▶ _Provided material_
========

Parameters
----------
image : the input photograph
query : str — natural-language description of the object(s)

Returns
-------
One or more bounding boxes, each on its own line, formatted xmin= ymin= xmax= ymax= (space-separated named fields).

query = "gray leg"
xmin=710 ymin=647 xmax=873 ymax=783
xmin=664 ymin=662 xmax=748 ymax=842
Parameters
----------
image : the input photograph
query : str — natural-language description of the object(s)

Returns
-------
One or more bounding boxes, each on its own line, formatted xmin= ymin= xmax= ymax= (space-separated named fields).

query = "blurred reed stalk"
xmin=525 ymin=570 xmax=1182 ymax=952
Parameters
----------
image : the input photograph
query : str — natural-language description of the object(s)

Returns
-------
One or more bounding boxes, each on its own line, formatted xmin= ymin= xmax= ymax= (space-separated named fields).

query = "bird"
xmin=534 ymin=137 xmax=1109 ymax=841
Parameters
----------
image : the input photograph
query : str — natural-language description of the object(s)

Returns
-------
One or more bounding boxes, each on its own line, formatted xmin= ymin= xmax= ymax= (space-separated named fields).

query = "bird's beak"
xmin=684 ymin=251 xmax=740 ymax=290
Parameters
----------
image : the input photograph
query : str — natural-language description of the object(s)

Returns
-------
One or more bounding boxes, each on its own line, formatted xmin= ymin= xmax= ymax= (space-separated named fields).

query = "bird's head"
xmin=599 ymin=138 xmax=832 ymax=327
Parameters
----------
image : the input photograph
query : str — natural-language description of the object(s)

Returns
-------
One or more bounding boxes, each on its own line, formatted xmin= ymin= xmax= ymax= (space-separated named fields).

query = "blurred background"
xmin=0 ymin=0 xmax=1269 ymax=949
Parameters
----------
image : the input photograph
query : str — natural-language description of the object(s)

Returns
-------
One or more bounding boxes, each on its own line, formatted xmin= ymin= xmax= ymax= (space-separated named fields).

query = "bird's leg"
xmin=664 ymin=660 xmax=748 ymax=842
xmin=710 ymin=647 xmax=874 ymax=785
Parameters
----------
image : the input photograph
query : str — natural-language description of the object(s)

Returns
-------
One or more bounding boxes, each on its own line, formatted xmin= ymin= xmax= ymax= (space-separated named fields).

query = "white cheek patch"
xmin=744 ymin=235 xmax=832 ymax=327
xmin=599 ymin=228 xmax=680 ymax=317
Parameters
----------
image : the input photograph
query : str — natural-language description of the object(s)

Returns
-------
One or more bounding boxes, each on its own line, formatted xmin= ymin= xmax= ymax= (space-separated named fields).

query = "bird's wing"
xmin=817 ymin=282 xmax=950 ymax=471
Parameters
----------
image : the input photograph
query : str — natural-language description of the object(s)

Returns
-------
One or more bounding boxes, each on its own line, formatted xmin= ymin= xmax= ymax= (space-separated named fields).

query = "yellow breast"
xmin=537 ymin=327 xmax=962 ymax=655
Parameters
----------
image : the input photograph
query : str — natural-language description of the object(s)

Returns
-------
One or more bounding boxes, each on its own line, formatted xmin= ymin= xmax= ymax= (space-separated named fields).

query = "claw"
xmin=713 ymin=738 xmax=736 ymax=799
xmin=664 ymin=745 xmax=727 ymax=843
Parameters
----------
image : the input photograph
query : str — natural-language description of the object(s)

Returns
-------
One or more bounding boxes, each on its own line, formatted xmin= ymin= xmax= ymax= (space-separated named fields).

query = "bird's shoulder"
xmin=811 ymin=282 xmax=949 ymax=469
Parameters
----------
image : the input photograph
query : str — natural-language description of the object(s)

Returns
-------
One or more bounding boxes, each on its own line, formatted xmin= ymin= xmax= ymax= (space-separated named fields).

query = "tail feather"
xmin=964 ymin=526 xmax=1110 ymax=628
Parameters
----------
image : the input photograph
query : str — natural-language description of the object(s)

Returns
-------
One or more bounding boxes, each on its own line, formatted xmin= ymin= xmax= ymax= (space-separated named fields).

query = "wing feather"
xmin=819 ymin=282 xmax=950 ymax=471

========

▶ _Problem to solve_
Pull out each line of the items above that contains the string "feather". Matching is case-sensitive.

▶ _Exercise output_
query = "tail feather"
query = "wing feather"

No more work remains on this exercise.